Brief: Extract the material verbatim, starting at its first line and ending at the line that contains "pixel 42 28", with both ends included. Leave the pictures out of your answer.

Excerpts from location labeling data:
# # # #

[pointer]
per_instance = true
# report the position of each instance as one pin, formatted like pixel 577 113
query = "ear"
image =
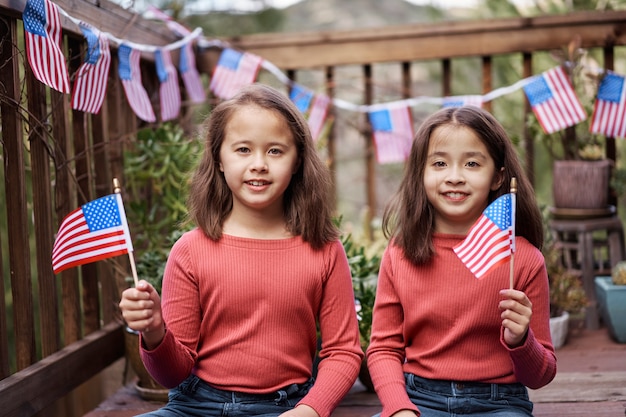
pixel 296 166
pixel 498 178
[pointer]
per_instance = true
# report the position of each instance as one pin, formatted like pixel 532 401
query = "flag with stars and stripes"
pixel 609 112
pixel 130 74
pixel 91 78
pixel 96 230
pixel 301 97
pixel 234 71
pixel 190 75
pixel 554 101
pixel 393 133
pixel 317 115
pixel 169 92
pixel 491 240
pixel 42 28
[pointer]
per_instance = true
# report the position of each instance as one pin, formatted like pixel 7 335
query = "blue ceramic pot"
pixel 612 304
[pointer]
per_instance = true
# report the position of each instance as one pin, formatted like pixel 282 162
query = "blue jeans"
pixel 436 398
pixel 194 397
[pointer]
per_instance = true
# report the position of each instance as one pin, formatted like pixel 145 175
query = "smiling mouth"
pixel 257 183
pixel 455 195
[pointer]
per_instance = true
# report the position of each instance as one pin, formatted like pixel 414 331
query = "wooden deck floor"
pixel 591 381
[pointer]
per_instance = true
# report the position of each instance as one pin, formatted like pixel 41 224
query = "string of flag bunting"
pixel 551 95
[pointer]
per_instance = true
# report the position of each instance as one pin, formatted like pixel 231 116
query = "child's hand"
pixel 516 312
pixel 141 310
pixel 300 411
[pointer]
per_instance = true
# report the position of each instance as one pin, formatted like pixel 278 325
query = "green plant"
pixel 364 259
pixel 566 289
pixel 618 273
pixel 155 171
pixel 575 142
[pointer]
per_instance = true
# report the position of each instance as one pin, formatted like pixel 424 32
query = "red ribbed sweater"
pixel 241 314
pixel 448 323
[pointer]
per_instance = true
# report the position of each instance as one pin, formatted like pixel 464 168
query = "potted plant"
pixel 611 295
pixel 567 295
pixel 578 157
pixel 364 260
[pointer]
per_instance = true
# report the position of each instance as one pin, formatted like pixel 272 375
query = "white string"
pixel 204 43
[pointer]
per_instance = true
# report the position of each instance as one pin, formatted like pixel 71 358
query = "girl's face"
pixel 258 158
pixel 458 177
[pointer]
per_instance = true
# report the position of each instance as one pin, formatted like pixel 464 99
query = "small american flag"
pixel 609 112
pixel 168 91
pixel 491 240
pixel 317 115
pixel 234 70
pixel 189 74
pixel 460 101
pixel 91 78
pixel 130 74
pixel 301 97
pixel 43 44
pixel 393 133
pixel 94 231
pixel 554 101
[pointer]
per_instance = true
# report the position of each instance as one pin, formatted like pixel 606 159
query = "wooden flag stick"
pixel 513 202
pixel 131 257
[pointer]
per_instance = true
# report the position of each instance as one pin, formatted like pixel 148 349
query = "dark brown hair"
pixel 409 217
pixel 307 201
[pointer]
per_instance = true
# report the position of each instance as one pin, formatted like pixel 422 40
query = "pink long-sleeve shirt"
pixel 447 324
pixel 241 314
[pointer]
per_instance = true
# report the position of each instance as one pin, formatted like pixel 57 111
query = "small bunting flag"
pixel 189 74
pixel 92 76
pixel 554 101
pixel 130 74
pixel 169 91
pixel 393 133
pixel 234 70
pixel 317 115
pixel 301 97
pixel 609 112
pixel 43 44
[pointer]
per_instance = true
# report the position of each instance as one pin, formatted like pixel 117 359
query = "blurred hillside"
pixel 320 15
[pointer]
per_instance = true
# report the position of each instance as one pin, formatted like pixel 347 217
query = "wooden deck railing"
pixel 56 332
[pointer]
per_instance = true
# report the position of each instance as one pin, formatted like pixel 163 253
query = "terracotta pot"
pixel 146 386
pixel 559 327
pixel 581 184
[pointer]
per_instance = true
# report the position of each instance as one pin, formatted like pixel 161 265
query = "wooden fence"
pixel 65 329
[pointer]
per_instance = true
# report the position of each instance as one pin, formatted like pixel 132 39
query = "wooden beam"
pixel 436 40
pixel 29 391
pixel 104 15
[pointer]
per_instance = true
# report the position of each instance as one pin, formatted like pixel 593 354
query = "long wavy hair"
pixel 307 202
pixel 409 218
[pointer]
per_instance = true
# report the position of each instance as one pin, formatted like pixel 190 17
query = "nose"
pixel 259 162
pixel 455 175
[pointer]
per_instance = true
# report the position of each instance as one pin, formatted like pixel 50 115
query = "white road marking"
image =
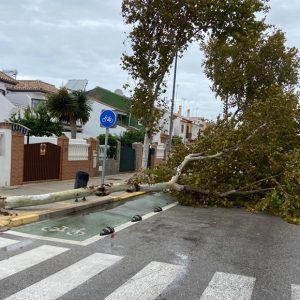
pixel 147 284
pixel 91 239
pixel 67 279
pixel 28 259
pixel 295 292
pixel 229 287
pixel 6 242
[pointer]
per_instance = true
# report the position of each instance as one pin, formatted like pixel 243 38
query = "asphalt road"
pixel 182 253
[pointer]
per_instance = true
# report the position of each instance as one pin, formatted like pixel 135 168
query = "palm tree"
pixel 70 107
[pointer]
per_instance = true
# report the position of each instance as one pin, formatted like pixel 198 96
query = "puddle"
pixel 82 225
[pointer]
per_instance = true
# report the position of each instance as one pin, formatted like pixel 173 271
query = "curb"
pixel 8 222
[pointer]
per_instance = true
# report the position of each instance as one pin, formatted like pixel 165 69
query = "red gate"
pixel 41 162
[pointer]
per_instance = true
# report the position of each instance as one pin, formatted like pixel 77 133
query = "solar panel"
pixel 76 84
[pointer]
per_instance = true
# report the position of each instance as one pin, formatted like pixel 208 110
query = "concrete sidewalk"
pixel 30 214
pixel 46 187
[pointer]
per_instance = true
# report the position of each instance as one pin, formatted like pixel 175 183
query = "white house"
pixel 29 93
pixel 184 127
pixel 7 108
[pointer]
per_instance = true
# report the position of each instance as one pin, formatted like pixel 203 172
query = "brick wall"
pixel 138 147
pixel 17 159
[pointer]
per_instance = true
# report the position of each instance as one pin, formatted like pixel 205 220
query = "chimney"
pixel 180 110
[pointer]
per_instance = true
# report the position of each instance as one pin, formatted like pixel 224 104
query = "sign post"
pixel 108 119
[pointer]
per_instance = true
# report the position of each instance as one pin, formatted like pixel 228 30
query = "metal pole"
pixel 172 108
pixel 105 154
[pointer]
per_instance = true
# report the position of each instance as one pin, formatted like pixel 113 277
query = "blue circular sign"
pixel 108 118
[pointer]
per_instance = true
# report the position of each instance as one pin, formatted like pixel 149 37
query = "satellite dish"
pixel 11 73
pixel 119 92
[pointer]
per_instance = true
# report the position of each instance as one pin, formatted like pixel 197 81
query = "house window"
pixel 36 102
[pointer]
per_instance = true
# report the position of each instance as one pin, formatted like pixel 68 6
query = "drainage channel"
pixel 83 227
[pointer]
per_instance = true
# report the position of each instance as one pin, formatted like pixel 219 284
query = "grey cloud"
pixel 59 40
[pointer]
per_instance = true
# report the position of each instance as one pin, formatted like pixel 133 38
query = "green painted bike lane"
pixel 88 223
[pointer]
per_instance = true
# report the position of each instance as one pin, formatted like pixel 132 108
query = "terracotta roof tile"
pixel 34 86
pixel 6 78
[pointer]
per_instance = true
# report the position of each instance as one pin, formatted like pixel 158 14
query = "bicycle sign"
pixel 108 118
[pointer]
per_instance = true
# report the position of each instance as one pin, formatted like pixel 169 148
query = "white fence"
pixel 78 150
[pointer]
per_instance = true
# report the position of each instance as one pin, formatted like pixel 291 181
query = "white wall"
pixel 40 139
pixel 3 86
pixel 5 156
pixel 6 108
pixel 21 99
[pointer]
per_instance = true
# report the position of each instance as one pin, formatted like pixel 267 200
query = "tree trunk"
pixel 145 151
pixel 73 128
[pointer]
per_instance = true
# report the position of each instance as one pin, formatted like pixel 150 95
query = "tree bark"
pixel 145 151
pixel 22 201
pixel 73 128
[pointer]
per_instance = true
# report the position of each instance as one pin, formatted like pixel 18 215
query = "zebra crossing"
pixel 148 283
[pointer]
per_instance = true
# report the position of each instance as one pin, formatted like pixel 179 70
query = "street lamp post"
pixel 172 107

# # # #

Result for this task:
[pointer]
per_instance = true
# report the position of each instance as one pin, formatted like pixel 577 113
query = "ear"
image =
pixel 296 166
pixel 498 178
[pointer]
per_instance = true
# report the position of each instance as one pin, formatted like pixel 532 401
query = "flag with stars and stripes"
pixel 609 112
pixel 130 74
pixel 91 78
pixel 96 230
pixel 301 97
pixel 234 71
pixel 190 75
pixel 554 101
pixel 393 133
pixel 317 115
pixel 169 92
pixel 491 240
pixel 42 28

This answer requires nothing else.